No goals, one assist and a cumulative minus-five in the biggest triple-header of his life. That sounds familiar. While the rest of the Leafs made a habit of taking the playoffs off, Marner’s go-to move was no-showing at the finales. Apparently, that hasn’t changed.
Now that the Hurricanes – the most anonymous good hockey team since the KGB had its own club – are champs, the story around Marner has flipped. It’s no longer that the Leafs lost out on him. It’s that he lost out on Carolina.
Everyone suddenly remembers that Marner nixed a trade deadline deal last season that would have sent him to tobacco country for Mikko Rantanen. The implication is that everyone could have had what they wanted – the Leafs a star to replace the one they were losing, and Marner an eventual ring. But oh no, Marner had to get greedy. Now everyone loses. Marner has become the fable of the scorpion and the frog.

RAW RECORDS:
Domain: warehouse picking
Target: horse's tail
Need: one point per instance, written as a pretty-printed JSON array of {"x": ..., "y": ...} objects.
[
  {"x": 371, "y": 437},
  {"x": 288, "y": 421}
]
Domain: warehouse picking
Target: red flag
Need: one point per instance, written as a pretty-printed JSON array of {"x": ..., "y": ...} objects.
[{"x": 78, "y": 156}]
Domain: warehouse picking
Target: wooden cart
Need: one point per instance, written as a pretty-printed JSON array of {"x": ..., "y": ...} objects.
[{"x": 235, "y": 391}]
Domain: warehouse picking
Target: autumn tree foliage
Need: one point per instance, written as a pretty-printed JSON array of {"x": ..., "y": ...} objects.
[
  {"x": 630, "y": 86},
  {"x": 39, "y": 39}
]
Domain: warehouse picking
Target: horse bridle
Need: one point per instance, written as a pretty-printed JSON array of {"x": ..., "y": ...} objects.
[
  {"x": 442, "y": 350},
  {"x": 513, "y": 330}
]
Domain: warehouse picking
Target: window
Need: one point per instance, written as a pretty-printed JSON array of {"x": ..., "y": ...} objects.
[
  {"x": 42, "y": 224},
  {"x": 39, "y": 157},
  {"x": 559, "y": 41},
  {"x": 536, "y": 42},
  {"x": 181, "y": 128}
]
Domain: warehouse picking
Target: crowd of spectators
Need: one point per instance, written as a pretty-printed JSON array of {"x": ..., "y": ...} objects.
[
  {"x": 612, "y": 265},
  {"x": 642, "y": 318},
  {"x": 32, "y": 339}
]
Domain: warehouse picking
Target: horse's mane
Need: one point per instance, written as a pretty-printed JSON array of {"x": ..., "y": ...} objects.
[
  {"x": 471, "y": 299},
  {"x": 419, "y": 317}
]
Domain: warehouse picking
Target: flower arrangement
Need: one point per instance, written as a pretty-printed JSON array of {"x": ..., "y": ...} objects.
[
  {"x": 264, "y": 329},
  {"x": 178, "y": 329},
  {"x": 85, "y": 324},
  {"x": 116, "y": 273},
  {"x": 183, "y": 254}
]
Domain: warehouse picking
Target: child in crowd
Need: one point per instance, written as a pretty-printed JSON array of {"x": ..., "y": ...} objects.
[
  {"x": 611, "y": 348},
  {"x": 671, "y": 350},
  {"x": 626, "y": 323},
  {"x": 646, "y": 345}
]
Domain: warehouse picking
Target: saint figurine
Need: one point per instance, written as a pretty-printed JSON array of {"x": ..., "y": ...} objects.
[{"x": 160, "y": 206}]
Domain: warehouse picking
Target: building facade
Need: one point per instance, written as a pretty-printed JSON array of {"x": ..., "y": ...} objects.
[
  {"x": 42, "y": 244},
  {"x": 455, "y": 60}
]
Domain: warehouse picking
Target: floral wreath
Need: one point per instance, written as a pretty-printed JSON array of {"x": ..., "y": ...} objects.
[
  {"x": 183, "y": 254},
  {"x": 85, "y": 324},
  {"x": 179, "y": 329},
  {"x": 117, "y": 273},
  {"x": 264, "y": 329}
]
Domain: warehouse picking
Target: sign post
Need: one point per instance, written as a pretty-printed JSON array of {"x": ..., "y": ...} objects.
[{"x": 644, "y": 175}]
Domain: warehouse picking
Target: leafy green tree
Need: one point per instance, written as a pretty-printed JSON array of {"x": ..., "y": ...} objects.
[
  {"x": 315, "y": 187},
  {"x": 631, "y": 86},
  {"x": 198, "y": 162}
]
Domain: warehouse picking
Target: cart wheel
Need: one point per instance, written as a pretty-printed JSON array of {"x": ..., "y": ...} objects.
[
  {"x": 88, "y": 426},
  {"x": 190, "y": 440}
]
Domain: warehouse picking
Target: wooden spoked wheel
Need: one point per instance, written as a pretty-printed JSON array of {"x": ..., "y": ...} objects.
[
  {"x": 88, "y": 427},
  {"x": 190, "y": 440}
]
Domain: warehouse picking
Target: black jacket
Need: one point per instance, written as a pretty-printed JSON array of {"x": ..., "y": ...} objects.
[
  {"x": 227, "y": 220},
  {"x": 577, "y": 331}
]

GOAL: Could you reproduce the part of the hockey passage between "Everyone suddenly remembers" and "and the frog.", inclusive, word for word?

SOLUTION BELOW:
Everyone suddenly remembers that Marner nixed a trade deadline deal last season that would have sent him to tobacco country for Mikko Rantanen. The implication is that everyone could have had what they wanted – the Leafs a star to replace the one they were losing, and Marner an eventual ring. But oh no, Marner had to get greedy. Now everyone loses. Marner has become the fable of the scorpion and the frog.